* _WRITTEN EXERCISE_:
In the miscellaneous functions reference below, what does input_file_name return when the file name is not available?

* _PAGE EXTRACT_:
--------------------------------
Miscellaneous Functions
Coalesce
Returns the first non-null argument if exists. Otherwise, null.
Input Parameters:
arg0:columns representing expressions.
Output Type Integer Column Configuration Parameters No Returns Returns the first non-null argument if exists. Otherwise, null. Throws Application Exception
Use Case:
coalesce(Column… arg0)
Example:
coalesce(NULL, 1, NULL) will return 1
from_json
Returns a struct value with the given jsonStr and schema.
Input Parameters:
arg0: The Json string column.
arg1: The schema column.
arg2: The properties map.
Configuration Parameters No Returns Returns the struct value. Throws Application Exception
Use Case:
from_json(Column arg0, Column arg1, Object arg2)
Example:
from_json(‘{“a”:1, “b”:0.8}’, ‘a INT, b DOUBLE’) will return {“a”:1, “b”:0.8} and from_json(‘{“time”:“26/08/2015”}’, ‘time Timestamp’, map(‘timestampFormat’, ’dd/MM/yyyy’))will return {“time”:“2015-08-26 00:00:00.0”}
hash
Returns a hash value of the arguments.
Input Parameters:
arg0:The columns for which hash to be calculated.
Configuration Parameters No Returns Returns a hash value of the arguments. Throws Application Exception
Use Case:
hash(Column… arg0)
Example:
hash(‘Spark’, array(123), 2) will return -1321691492
input_file_name
Returns the name of the file being read, or empty string if not available.
Configuration Parameters No Returns Returns the name of the file being read, or empty string if not available. Throws Application Exception
Use Case:
input_file_name()
Example:
input_file_name() - will return the name of the file being read
map
Creates a map with the given key/value pairs.
Input Parameters:
arg0:The columns for key and value.
Configuration Parameters No Returns Returns the map. Throws Application Exception
Use Case:
map(Column… arg0)
Example:
map(1.0, ‘2’, 3.0, ‘4’) will return {1.0:“2”,3.0:“4”}
map_concat
Returns the union of all the given maps
Input Parameters:
arg0:The map columns.
Configuration Parameters No Returns Returns the union of all the given maps. Throws Application Exception
Use Case:
map_concat(Column… arg0)
Example:
map_concat(map(1, ‘a’, 2, ‘b’), map(2, ‘c’, 3, ‘d’)) will return {1:“a”,2:“c”,3:“d”}
map_from_arrays
Creates a map with a pair of the given key/value arrays. All elements in keys should not be null.
Input Parameters:
arg0:Array of keys.
arg1:Array of values.
Configuration Parameters No Returns Returns the map. Throws Application Exception
Use Case:
map_from_arrays(Column arg0, Column arg1)
--------------------------------
* _ENTRIES SHOWN_:
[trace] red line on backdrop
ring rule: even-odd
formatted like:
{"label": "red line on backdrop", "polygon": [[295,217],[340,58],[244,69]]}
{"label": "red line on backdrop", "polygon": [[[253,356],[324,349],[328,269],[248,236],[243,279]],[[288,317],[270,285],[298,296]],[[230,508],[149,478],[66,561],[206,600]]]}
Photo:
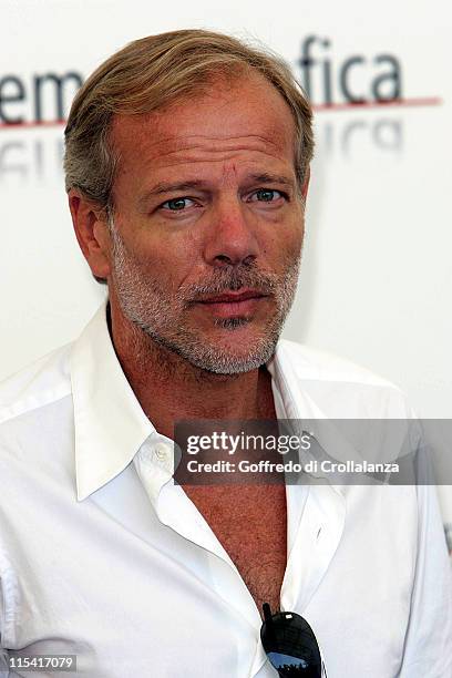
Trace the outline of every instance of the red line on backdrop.
{"label": "red line on backdrop", "polygon": [[[392,99],[390,101],[363,101],[363,102],[345,102],[337,104],[314,104],[312,109],[316,113],[323,113],[328,111],[350,111],[357,109],[384,109],[387,106],[439,106],[442,104],[442,100],[439,96],[430,97],[418,97],[418,99]],[[65,120],[51,120],[51,121],[31,121],[20,123],[2,123],[0,122],[0,130],[12,130],[14,127],[55,127],[64,125]]]}

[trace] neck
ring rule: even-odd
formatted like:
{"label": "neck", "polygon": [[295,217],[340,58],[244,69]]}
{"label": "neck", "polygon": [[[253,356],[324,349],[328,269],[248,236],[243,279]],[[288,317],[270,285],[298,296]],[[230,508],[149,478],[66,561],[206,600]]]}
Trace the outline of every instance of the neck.
{"label": "neck", "polygon": [[160,346],[122,314],[109,317],[113,346],[143,411],[163,435],[186,419],[276,419],[271,377],[265,366],[216,374]]}

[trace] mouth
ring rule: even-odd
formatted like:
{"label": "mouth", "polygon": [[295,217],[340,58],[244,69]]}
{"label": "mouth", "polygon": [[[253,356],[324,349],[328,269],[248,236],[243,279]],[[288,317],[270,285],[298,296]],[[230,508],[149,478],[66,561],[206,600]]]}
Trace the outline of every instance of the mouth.
{"label": "mouth", "polygon": [[199,299],[196,304],[217,318],[238,318],[253,314],[265,299],[268,299],[268,295],[255,289],[246,289]]}

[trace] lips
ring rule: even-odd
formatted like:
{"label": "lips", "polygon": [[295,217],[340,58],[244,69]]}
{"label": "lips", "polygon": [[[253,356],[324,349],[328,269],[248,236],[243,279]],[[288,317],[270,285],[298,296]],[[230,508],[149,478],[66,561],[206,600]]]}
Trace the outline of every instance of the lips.
{"label": "lips", "polygon": [[199,299],[198,305],[217,318],[244,318],[251,316],[267,298],[268,295],[260,291],[246,289]]}
{"label": "lips", "polygon": [[243,292],[226,292],[225,295],[199,299],[199,304],[238,304],[247,299],[260,299],[265,296],[263,292],[250,289]]}

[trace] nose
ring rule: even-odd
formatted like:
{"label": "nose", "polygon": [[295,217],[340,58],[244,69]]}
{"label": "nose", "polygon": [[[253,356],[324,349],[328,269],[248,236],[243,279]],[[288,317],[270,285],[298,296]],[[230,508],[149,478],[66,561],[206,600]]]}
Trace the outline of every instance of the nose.
{"label": "nose", "polygon": [[258,256],[255,222],[239,197],[219,199],[207,224],[206,263],[216,267],[253,263]]}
--------------------------------
* _THE COMPLETED TASK_:
An empty string.